◆ Selected passage:
I am trying to use or define torchtext Iterator to generate the input that I can pass into my Transformer.

I want each sample in my next(iter(openbookQA_train)).text to be a series of integers that are obtained by tokenizing each line of words between <sos> and <eos> (including those special tokens), and for a sample that contains lesser number of tokens than the bptt length, I want the sample to include all of the tokenized words between <sos> and <eos> and the rest of the slots to be filled with the token <pad> up to the bptt length.

How can I achieve this objective?

Thank you,

The text was updated successfully, but these errors were encountered:

zhangguanheng66 · 2019-11-26T15:09:46Z

@mttk may have a solution for this.

Otherwise, you could take a look at the new language modeling dataset (#624) and write a custom pipeline.

mttk · 2019-11-26T15:16:13Z

The fixed length can be set for certain Fields by using the fix_length argument of Field. Let's say you want to pad every example to 128 tokens.

fix_length = 128
TEXT = data.Field(..., fix_length=max_length)
# construct the Iterator over train data
for batch in openbookQA_train:
  print(batch.text)
  # This will be a tensor of [batch_size x max_length] or that transposed

Note that in case you have an instance where the length is larger than fix_length, the trailing tokens will be dropped (including the ).

h56cho · 2019-11-26T16:09:08Z

Hello,

Thank you for your reply.

@mttk
How can I ensure that each sample at a fixed sample length (I will set the fixed sample length in a way that this fixed sample length will always be greater than the number of tokens between <sos> and <eos>) that is being passed into the Transformer contain all of the tokenized words from each sentence (between the tokens <sos> and <eos>), and the rest of slots in the sample are just paddings?

◆ Written tasks:
A - In the torchtext thread, which argument of Field sets a fixed length for examples?
B - Pick up the torchtext thread after its final sentence and carry it forward.

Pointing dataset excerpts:

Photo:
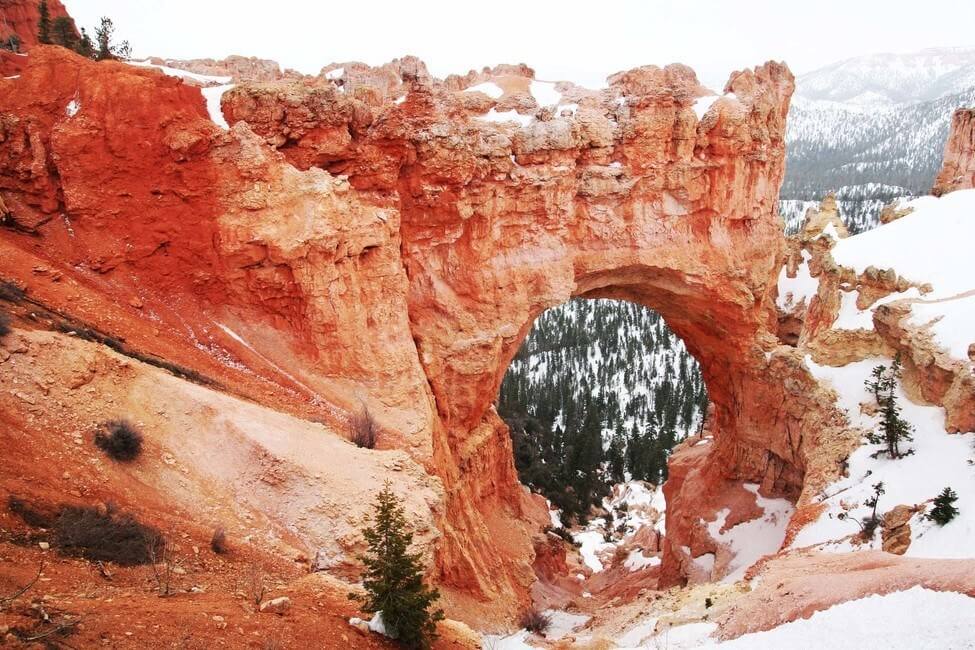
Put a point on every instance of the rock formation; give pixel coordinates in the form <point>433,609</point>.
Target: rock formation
<point>238,68</point>
<point>958,170</point>
<point>20,19</point>
<point>400,258</point>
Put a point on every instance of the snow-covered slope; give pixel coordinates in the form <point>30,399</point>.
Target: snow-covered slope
<point>929,246</point>
<point>885,79</point>
<point>873,129</point>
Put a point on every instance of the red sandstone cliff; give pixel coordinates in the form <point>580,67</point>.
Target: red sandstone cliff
<point>20,18</point>
<point>402,259</point>
<point>958,169</point>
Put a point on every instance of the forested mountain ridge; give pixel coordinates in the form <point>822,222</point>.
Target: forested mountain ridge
<point>869,129</point>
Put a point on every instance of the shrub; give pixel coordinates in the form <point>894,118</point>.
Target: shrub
<point>218,543</point>
<point>11,292</point>
<point>95,535</point>
<point>944,507</point>
<point>120,440</point>
<point>363,429</point>
<point>535,621</point>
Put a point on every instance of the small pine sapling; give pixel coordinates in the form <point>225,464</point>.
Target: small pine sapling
<point>894,429</point>
<point>393,577</point>
<point>944,507</point>
<point>868,525</point>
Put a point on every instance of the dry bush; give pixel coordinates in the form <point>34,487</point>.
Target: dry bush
<point>535,621</point>
<point>11,292</point>
<point>218,543</point>
<point>363,429</point>
<point>161,562</point>
<point>255,585</point>
<point>95,535</point>
<point>119,440</point>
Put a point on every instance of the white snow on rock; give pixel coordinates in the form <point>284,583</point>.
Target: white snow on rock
<point>906,620</point>
<point>851,318</point>
<point>377,625</point>
<point>516,641</point>
<point>545,93</point>
<point>636,560</point>
<point>489,88</point>
<point>506,116</point>
<point>940,460</point>
<point>932,244</point>
<point>563,623</point>
<point>903,620</point>
<point>951,321</point>
<point>591,542</point>
<point>751,540</point>
<point>212,96</point>
<point>184,74</point>
<point>702,104</point>
<point>798,290</point>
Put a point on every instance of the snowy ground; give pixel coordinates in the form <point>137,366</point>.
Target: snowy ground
<point>908,620</point>
<point>749,541</point>
<point>928,247</point>
<point>631,506</point>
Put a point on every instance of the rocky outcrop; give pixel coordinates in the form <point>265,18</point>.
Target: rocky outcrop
<point>21,17</point>
<point>238,68</point>
<point>823,220</point>
<point>958,169</point>
<point>402,259</point>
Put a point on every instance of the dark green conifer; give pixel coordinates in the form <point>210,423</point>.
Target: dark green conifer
<point>944,507</point>
<point>393,578</point>
<point>43,23</point>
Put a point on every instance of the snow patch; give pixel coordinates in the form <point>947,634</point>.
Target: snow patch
<point>940,459</point>
<point>750,540</point>
<point>562,623</point>
<point>184,74</point>
<point>702,104</point>
<point>545,93</point>
<point>636,560</point>
<point>911,619</point>
<point>506,116</point>
<point>213,95</point>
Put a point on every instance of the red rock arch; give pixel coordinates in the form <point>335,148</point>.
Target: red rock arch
<point>410,273</point>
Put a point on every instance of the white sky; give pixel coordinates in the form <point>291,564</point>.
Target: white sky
<point>582,41</point>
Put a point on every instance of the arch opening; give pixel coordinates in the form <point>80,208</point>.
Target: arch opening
<point>599,393</point>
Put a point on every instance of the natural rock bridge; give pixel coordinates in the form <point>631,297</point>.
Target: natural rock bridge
<point>391,241</point>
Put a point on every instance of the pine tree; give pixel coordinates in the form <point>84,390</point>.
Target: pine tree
<point>64,34</point>
<point>103,41</point>
<point>43,23</point>
<point>944,507</point>
<point>894,429</point>
<point>394,577</point>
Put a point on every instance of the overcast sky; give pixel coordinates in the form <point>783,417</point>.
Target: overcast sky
<point>582,41</point>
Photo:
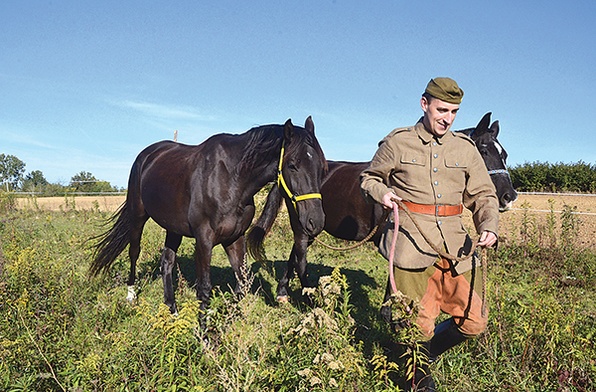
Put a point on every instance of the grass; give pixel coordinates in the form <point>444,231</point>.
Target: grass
<point>61,330</point>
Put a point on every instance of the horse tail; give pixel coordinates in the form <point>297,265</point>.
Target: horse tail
<point>112,242</point>
<point>256,234</point>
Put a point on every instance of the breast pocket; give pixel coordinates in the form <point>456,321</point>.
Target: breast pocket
<point>413,167</point>
<point>456,168</point>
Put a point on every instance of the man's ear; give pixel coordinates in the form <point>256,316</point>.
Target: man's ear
<point>424,103</point>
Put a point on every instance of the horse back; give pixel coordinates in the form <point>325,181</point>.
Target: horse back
<point>347,214</point>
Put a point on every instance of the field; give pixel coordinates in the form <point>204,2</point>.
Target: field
<point>538,206</point>
<point>61,330</point>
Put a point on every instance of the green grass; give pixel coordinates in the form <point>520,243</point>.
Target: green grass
<point>61,330</point>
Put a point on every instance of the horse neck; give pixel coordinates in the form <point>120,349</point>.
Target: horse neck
<point>467,131</point>
<point>258,163</point>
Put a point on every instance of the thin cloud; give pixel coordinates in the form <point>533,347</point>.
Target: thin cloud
<point>162,111</point>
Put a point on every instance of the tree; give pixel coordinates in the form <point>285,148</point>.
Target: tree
<point>86,182</point>
<point>11,171</point>
<point>34,182</point>
<point>83,182</point>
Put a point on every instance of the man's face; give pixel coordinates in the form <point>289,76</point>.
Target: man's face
<point>438,115</point>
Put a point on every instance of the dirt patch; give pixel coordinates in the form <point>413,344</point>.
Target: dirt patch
<point>535,210</point>
<point>90,203</point>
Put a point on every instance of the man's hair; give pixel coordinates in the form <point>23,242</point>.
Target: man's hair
<point>428,96</point>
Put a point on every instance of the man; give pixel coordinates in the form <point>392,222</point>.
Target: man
<point>435,172</point>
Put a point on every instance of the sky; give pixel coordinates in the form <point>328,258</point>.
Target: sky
<point>85,86</point>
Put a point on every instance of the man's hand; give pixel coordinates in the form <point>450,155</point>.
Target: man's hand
<point>487,239</point>
<point>388,200</point>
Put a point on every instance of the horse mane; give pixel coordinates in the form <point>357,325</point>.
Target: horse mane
<point>255,236</point>
<point>260,146</point>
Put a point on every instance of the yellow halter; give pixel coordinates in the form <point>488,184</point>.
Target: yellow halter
<point>282,183</point>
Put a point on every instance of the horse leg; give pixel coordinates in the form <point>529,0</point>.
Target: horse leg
<point>283,288</point>
<point>301,263</point>
<point>236,251</point>
<point>203,253</point>
<point>134,250</point>
<point>167,261</point>
<point>296,262</point>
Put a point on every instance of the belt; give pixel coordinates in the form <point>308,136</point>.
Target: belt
<point>434,209</point>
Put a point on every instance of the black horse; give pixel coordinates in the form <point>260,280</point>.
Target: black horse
<point>348,216</point>
<point>207,192</point>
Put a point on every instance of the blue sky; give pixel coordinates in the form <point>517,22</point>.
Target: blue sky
<point>85,86</point>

◆ The responses:
A - The fix_length argument.

B -
When I execute the code below, each sample contains tokens from multiple number of sentences because my sample length is much larger than the length of each sentence:

train_openbookQA_iter, val_openbookQA_iter, test_openbookQA_iter = BPTTIterator.splits(
            (new_train_openbookQA, val_openbookQA, test_openbookQA),
            batch_size = batch_size,
            bptt_len= bptt,
            sort_key=lambda x: len(x.text),
            sort_within_batch = True,
            shuffle = False,
            device= device,
            repeat=False)

Should I use a different Iterator in this case?

Thank you,

mttk · 2019-11-26T16:24:23Z

If I understood your use-case correctly, a plain Iterator would work fine in this case. Are you training the model for QA or are you doing some variation of language modelling, or both?

h56cho · 2019-11-26T18:11:17Z

Hello,

@mttk

Thank you for your reply.
I am a bit confused --- what exactly are the batch_size and bptt_len in language modelling?

Is batch_size same as the length of the individual sample (or sequence)?
what's the difference between batch_size and bptt_len?

If the maximum length of individual sequence that I want to feed into my Transformer for language modelling is 100, then is batch_size = 100?

Thank you,

mttk · 2019-11-27T11:15:57Z

bptt_len is the length of a single instance, while batch_size is the number of instances you process in parallel (in "batches").

h56cho · 2019-11-27T12:27:08Z

@mttk

Hello,

Thank you again for your reply.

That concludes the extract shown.